Artikel 5. Informatie over de rechtmatigheid van het grensoverschrijdende goederenverkeer

Op verzoek stelt de aangezochte administratie de verzoekende administratie ervan op de hoogte:

  • a. of goederen die zijn ingevoerd in het grondgebied van de verzoekende Verdragsluitende Partij op rechtmatige wijze werden uitgevoerd uit het grondgebied van de aangezochte Verdragsluitende Partij;

  • b. of goederen die werden uitgevoerd uit het grondgebied van de verzoekende Verdragsluitende Partij op rechtmatige wijze zijn ingevoerd in het grondgebied van de aangezochte Verdragsluitende Partij en de douaneregeling waaronder de goederen eventueel zijn geplaatst.

Artikel 6. Systematisch verstrekken van informatie

De douaneadministraties kunnen elkaar, op voorwaarden die worden neergelegd in een nadere regeling overeenkomstig artikel 20, informatie die onder dit Verdrag valt op een systematische wijze verstrekken.

Artikel 7. Vooraf verstrekken van informatie

De douaneadministraties kunnen elkaar, op voorwaarden die worden neergelegd in een nadere regeling overeenkomstig artikel 20, specifieke informatie verstrekken voorafgaand aan de aankomst van zendingen op het grondgebied van de andere Verdragsluitende Partij.

HOOFDSTUK IV. BIJZONDERE VORMEN VAN BIJSTAND

Artikel 8. Invordering van douanevorderingen

  • 1 Op verzoek verlenen de douaneadministraties elkaar bijstand met het oog op de invordering van douanevorderingen in overeenstemming met de respectieve nationale wettelijke en administratieve bepalingen voor de invordering van hun eigen douanerechten.

  • 2 Bijstand bij de invordering van douanevorderingen wordt nader geregeld overeenkomstig artikel 20.

◇ ◇ ◇ ◇

▶ _Opdracht A_
Neem uit de verdragstekst alles van "Op verzoek stelt" tot en met "systematische wijze verstrekken." opnieuw over en vervang daarin "rechtmatige wijze" door "wettige wijze".
▶ _Opdracht B_
Volgens welk artikel wordt de bijstand bij de invordering van douanevorderingen in de verdragstekst nader geregeld?
▶ _Opdracht C_
Schrijf de verdragstekst verder, te beginnen direct na lid 2 van artikel 8.

◇ ◇ ◇ ◇

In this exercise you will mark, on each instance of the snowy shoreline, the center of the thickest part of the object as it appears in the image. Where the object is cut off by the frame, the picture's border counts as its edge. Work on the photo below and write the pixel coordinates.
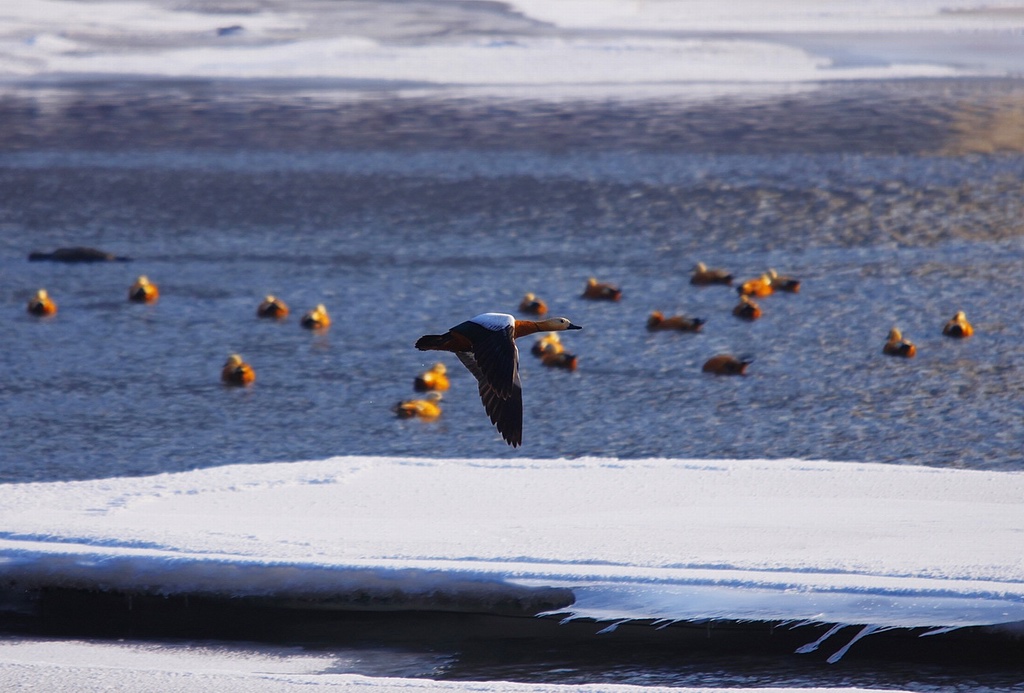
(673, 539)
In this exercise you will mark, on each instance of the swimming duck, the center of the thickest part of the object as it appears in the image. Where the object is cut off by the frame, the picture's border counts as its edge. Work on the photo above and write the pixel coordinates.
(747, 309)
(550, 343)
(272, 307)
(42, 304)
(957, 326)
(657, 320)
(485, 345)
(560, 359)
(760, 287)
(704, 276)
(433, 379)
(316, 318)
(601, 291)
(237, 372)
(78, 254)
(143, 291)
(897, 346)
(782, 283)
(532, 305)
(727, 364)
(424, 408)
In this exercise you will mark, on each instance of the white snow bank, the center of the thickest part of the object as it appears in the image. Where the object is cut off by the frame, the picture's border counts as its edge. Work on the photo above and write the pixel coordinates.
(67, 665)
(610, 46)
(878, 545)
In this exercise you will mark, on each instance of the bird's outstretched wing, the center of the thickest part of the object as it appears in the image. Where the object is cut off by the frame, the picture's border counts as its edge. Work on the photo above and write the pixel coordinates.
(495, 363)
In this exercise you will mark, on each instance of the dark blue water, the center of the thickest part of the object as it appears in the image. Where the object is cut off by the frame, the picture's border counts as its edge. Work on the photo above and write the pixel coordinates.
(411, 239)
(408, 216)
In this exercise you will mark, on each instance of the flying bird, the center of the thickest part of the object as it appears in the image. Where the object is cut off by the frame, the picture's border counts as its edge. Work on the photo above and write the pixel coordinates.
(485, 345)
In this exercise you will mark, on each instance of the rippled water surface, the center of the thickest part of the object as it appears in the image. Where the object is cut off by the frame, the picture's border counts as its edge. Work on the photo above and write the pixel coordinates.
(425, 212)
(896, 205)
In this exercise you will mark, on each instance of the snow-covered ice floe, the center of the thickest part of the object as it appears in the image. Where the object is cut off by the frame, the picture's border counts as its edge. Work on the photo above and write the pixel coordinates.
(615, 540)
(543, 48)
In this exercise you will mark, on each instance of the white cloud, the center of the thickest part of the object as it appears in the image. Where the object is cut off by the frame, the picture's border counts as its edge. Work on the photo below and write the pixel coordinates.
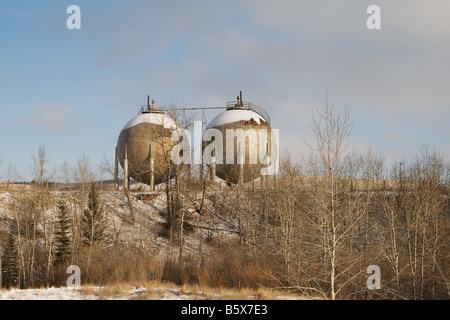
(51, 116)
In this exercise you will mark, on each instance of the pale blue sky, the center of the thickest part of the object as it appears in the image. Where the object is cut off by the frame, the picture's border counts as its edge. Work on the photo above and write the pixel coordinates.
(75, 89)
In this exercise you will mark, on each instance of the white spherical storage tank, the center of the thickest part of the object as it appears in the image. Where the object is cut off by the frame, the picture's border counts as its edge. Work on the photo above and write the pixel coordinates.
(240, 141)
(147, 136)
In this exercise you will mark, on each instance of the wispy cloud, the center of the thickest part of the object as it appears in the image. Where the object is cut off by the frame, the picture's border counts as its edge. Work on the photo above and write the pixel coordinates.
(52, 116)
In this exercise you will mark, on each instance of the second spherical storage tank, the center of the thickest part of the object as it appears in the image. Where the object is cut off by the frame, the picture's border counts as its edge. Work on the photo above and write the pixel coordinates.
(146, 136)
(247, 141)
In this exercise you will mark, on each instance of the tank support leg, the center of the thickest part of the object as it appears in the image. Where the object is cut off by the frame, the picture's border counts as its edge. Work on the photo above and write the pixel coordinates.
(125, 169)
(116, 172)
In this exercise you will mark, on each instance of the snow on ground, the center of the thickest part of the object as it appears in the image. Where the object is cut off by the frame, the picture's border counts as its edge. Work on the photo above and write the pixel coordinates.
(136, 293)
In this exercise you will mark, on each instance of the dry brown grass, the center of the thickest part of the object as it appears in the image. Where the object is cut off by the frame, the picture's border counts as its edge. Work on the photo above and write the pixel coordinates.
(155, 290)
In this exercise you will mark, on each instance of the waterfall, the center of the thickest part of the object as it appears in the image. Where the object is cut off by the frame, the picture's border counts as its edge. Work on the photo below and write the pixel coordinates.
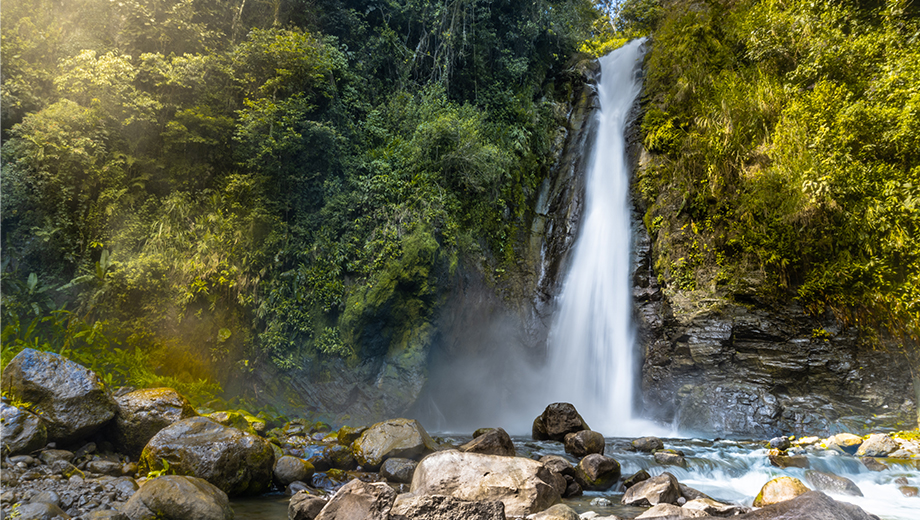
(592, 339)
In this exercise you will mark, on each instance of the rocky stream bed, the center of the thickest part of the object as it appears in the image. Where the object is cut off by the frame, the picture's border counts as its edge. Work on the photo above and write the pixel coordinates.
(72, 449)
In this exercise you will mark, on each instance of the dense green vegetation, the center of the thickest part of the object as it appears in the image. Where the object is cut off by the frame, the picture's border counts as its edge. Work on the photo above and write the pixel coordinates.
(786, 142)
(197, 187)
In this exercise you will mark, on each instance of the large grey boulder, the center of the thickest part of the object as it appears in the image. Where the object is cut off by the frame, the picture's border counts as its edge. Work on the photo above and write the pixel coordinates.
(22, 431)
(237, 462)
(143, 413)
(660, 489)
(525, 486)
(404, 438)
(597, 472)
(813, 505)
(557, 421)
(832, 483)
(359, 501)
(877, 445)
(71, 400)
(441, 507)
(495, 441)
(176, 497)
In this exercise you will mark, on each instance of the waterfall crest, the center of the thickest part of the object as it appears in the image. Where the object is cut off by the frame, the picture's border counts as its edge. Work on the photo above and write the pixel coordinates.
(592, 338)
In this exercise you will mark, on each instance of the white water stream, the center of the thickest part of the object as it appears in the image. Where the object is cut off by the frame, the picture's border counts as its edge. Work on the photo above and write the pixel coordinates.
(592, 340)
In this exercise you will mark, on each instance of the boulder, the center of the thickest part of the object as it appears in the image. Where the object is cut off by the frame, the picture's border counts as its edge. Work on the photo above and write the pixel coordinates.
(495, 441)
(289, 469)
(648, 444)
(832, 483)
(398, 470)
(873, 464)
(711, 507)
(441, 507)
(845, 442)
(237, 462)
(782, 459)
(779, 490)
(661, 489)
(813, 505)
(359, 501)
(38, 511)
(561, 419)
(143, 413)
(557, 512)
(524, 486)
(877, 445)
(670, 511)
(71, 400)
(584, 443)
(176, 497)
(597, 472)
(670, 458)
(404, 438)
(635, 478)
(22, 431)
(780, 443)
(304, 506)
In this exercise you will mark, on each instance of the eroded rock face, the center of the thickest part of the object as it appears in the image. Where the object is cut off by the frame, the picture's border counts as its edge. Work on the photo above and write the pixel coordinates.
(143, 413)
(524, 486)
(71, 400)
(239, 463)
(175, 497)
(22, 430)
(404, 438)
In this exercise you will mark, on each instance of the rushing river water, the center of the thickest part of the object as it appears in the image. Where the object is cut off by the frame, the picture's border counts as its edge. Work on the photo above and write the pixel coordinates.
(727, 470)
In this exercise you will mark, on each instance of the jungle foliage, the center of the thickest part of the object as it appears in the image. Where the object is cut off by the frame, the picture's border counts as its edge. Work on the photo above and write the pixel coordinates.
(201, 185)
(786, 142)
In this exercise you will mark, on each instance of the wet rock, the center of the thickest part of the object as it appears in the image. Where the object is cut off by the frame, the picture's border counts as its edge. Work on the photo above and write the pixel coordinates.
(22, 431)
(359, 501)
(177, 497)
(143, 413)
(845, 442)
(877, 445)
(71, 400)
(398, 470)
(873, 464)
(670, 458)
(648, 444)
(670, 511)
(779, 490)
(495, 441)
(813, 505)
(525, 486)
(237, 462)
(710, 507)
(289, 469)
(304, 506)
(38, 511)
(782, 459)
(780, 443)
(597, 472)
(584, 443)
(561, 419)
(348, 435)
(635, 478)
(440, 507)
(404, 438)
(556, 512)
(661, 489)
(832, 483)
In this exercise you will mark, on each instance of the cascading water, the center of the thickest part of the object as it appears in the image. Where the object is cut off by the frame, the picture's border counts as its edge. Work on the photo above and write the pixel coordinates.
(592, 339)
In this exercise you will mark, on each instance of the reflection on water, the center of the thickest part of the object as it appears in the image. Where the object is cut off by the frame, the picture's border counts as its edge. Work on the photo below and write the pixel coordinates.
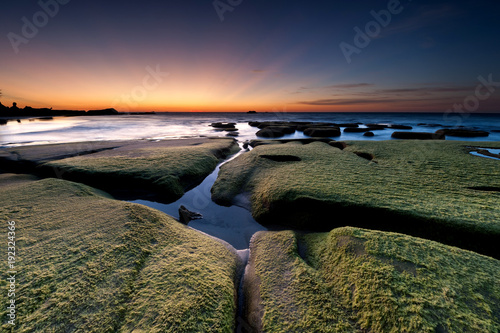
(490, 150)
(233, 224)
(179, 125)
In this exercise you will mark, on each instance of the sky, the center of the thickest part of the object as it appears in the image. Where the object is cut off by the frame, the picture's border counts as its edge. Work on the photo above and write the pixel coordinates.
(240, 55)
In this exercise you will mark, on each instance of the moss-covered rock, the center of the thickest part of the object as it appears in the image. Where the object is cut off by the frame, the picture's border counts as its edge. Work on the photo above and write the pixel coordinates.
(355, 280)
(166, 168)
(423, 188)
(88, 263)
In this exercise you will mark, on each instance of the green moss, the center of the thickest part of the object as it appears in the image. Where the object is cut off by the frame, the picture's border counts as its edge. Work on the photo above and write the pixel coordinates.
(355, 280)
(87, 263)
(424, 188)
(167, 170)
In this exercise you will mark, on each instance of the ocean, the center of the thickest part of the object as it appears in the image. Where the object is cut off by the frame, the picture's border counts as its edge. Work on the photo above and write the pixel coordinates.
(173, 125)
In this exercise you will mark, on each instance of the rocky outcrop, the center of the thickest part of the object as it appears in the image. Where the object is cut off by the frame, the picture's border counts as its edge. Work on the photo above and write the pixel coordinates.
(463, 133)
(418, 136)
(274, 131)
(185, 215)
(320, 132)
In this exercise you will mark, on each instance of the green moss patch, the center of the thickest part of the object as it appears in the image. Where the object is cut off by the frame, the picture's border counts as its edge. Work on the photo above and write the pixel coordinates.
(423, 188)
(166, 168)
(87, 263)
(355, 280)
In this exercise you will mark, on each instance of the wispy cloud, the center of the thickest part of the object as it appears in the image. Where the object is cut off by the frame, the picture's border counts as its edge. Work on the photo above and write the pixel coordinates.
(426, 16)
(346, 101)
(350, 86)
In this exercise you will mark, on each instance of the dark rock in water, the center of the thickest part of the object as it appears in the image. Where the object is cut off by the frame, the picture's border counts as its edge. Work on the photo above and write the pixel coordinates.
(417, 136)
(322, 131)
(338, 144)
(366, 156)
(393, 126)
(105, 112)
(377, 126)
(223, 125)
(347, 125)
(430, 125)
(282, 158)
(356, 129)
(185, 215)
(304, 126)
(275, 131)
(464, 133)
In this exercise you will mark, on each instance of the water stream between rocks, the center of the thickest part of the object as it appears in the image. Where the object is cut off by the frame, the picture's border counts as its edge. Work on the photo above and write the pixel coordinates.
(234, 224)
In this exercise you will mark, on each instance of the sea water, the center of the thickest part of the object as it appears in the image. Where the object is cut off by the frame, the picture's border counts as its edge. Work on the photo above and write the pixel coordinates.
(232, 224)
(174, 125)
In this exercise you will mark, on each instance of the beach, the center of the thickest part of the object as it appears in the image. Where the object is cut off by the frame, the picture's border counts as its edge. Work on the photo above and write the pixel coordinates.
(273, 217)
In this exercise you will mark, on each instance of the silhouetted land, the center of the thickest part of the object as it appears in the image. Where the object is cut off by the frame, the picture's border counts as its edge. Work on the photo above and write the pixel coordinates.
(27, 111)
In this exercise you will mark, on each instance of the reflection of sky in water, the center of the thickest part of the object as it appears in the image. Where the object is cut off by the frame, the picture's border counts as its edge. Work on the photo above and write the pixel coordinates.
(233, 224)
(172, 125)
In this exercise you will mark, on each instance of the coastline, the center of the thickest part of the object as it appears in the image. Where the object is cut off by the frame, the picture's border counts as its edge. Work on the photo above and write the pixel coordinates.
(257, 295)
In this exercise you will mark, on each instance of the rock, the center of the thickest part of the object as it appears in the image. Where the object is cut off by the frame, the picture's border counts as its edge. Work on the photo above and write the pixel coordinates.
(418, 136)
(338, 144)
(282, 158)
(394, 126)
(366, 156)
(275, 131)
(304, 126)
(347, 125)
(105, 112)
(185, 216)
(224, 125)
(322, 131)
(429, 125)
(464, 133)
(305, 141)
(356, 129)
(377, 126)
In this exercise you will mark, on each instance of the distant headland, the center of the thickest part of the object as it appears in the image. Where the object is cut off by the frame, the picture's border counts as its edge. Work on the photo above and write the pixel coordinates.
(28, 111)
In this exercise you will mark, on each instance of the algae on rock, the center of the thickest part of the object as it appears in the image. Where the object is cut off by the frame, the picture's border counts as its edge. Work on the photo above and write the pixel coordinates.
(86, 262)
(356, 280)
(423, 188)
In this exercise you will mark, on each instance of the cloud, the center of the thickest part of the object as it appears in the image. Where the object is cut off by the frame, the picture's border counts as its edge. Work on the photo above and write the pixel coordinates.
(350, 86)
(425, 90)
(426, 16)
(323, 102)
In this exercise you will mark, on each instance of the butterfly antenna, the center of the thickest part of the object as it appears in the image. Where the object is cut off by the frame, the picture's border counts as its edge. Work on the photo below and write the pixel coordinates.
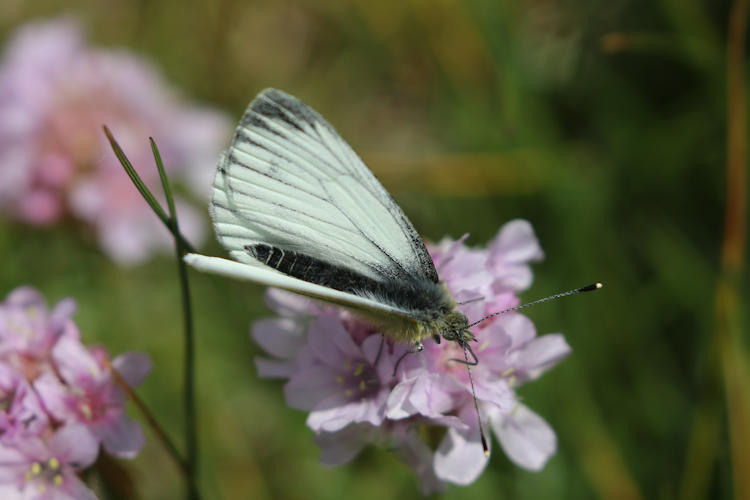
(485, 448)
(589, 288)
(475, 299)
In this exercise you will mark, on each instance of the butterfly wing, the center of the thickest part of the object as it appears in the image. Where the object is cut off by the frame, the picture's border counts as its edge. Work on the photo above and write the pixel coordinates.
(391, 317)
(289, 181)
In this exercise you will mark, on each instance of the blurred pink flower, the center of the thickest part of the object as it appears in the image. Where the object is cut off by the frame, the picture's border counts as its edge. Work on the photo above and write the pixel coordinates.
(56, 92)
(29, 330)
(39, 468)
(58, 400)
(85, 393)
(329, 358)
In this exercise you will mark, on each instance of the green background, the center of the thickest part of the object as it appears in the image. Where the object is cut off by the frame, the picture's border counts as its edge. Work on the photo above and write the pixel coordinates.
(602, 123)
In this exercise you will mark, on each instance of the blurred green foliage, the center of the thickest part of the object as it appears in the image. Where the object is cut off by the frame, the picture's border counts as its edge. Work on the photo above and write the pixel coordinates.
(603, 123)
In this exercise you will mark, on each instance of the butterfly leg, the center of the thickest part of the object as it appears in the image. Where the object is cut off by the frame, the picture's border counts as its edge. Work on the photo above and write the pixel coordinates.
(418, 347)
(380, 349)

◇ ◇ ◇ ◇

▶ _Antwoord A_
Op verzoek stelt de aangezochte administratie de verzoekende administratie ervan op de hoogte:

  • a. of goederen die zijn ingevoerd in het grondgebied van de verzoekende Verdragsluitende Partij op wettige wijze werden uitgevoerd uit het grondgebied van de aangezochte Verdragsluitende Partij;

  • b. of goederen die werden uitgevoerd uit het grondgebied van de verzoekende Verdragsluitende Partij op wettige wijze zijn ingevoerd in het grondgebied van de aangezochte Verdragsluitende Partij en de douaneregeling waaronder de goederen eventueel zijn geplaatst.

Artikel 6. Systematisch verstrekken van informatie

De douaneadministraties kunnen elkaar, op voorwaarden die worden neergelegd in een nadere regeling overeenkomstig artikel 20, informatie die onder dit Verdrag valt op een systematische wijze verstrekken.

▶ _Antwoord B_
Volgens artikel 20.

▶ _Antwoord C_
Artikel 9. Toezicht en informatie

Op verzoek houdt de aangezochte administratie toezicht op en verstrekt zij informatie over:

  • a. goederen in vervoer of in opslag waarvan bekend is dat zij gebruikt zijn of waarvan het vermoeden bestaat dat zij gebruikt worden voor het maken van een inbreuk op de douanewetgeving van de verzoekende Verdragsluitende Partij;

  • b. vervoermiddelen waarvan bekend is dat zij gebruikt zijn of waarvan het vermoeden bestaat dat zij gebruikt worden voor het maken van een inbreuk op de douanewetgeving van de verzoekende Verdragsluitende Partij;

  • c. panden of terreinen op het grondgebied van de aangezochte Verdragsluitende Partij waarvan bekend is dat zij gebruikt zijn of waarvan het vermoeden bestaat dat zij gebruikt worden in verband met het maken van een inbreuk op de douanewetgeving van de verzoekende Verdragsluitende Partij;

  • d. personen van wie bekend is dat zij een inbreuk hebben gemaakt of van wie het vermoeden bestaat dat zij een inbreuk maken op de douanewetgeving van de verzoekende Verdragsluitende Partij, in het bijzonder diegenen die het grondgebied van de aangezochte Verdragsluitende Partij betreden en verlaten.

Artikel 10. Gecontroleerde aflevering

De douaneadministraties kunnen binnen het kader van hun nationale wettelijke en administratieve bepalingen, door middel van een wederzijdse regeling, toestemming verlenen voor de onder hun toezicht verrichte invoer in, uitvoer uit of doorvoer via het grondgebied van hun respectieve landen van goederen die betrokken zijn bij ongeoorloofde handel om deze ongeoorloofde handel tegen te gaan. Indien een douaneadministratie niet bevoegd is bedoelde toestemming te verlenen, tracht die administratie samenwerking te bewerkstelligen met de nationale autoriteiten die daartoe wel bevoegd zijn of draagt zij de zaak aan hen over.

Artikel 11. Deskundigen en getuigen

De aangezochte administratie kan, op verzoek, functionarissen machtigen om ter zake van de uitvoering van de douanewetgeving als deskundige of getuige te verschijnen voor een rechtscollege van de verzoekende Verdragsluitende Partij.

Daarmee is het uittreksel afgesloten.